- **TASK REQUIREMENTS**:
The listing that follows should be copied in full, exactly as written.

- **MATERIAL SHOWN**:
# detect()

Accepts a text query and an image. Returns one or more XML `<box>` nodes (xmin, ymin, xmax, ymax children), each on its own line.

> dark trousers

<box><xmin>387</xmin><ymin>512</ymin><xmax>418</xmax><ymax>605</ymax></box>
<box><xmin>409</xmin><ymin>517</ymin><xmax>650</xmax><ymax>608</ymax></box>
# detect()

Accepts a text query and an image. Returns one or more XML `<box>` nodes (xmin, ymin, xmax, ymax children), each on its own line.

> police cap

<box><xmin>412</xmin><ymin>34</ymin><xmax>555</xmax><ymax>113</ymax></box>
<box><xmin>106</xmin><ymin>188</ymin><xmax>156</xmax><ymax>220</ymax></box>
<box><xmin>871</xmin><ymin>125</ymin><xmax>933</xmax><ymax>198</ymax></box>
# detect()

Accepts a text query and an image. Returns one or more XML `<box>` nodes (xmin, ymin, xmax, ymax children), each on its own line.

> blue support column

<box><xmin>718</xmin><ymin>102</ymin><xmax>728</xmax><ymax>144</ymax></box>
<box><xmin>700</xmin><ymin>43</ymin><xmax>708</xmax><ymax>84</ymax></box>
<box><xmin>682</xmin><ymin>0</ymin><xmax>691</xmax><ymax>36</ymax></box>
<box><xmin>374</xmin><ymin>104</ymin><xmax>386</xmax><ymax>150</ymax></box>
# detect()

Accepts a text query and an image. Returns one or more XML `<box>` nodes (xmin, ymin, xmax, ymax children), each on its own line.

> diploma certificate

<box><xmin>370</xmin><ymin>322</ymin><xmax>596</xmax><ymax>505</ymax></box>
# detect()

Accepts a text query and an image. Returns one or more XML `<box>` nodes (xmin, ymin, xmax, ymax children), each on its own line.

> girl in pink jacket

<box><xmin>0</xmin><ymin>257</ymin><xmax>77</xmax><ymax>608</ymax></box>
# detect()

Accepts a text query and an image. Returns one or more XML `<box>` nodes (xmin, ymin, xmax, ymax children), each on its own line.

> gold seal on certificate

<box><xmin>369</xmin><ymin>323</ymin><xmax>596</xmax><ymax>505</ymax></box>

- **SOLVED PROBLEM**:
# detect()

Accepts a text query and an image. Returns one or more XML `<box>` nodes (xmin, ymin, xmax, ymax children), each on its own line.

> dark trousers

<box><xmin>387</xmin><ymin>512</ymin><xmax>418</xmax><ymax>605</ymax></box>
<box><xmin>409</xmin><ymin>517</ymin><xmax>650</xmax><ymax>608</ymax></box>
# detect()

Accepts a text query and an image. Returns one or more XML `<box>` nodes (xmin, ymin, xmax, ymax children), each on its own line.

> police cap

<box><xmin>412</xmin><ymin>34</ymin><xmax>555</xmax><ymax>113</ymax></box>
<box><xmin>106</xmin><ymin>188</ymin><xmax>156</xmax><ymax>220</ymax></box>
<box><xmin>871</xmin><ymin>125</ymin><xmax>933</xmax><ymax>198</ymax></box>
# detect()

Accepts a text query and an image. Returns one or more XML `<box>` nodes (xmin, ymin, xmax, ymax children), each on its own line.

> blue support column

<box><xmin>718</xmin><ymin>102</ymin><xmax>728</xmax><ymax>144</ymax></box>
<box><xmin>700</xmin><ymin>43</ymin><xmax>708</xmax><ymax>84</ymax></box>
<box><xmin>682</xmin><ymin>0</ymin><xmax>691</xmax><ymax>36</ymax></box>
<box><xmin>374</xmin><ymin>104</ymin><xmax>386</xmax><ymax>150</ymax></box>
# detect()

Accepts a text query and an image. Returns one or more XML `<box>` nodes (xmin, ymin, xmax, ymax children), each on its own line.

> diploma certificate

<box><xmin>370</xmin><ymin>322</ymin><xmax>596</xmax><ymax>505</ymax></box>
# detect()

Accepts a text query and an image. Returns one or more XML `<box>` nodes (xmin, ymin, xmax, ymax children), each on its own line.

> girl in pink jacket

<box><xmin>0</xmin><ymin>257</ymin><xmax>77</xmax><ymax>608</ymax></box>
# detect()

Accepts a text query and an image. Returns one or more XML `<box>` nodes (xmin, ymin, xmax, ymax children), each on its own line.

> gold seal on certificate

<box><xmin>369</xmin><ymin>323</ymin><xmax>596</xmax><ymax>505</ymax></box>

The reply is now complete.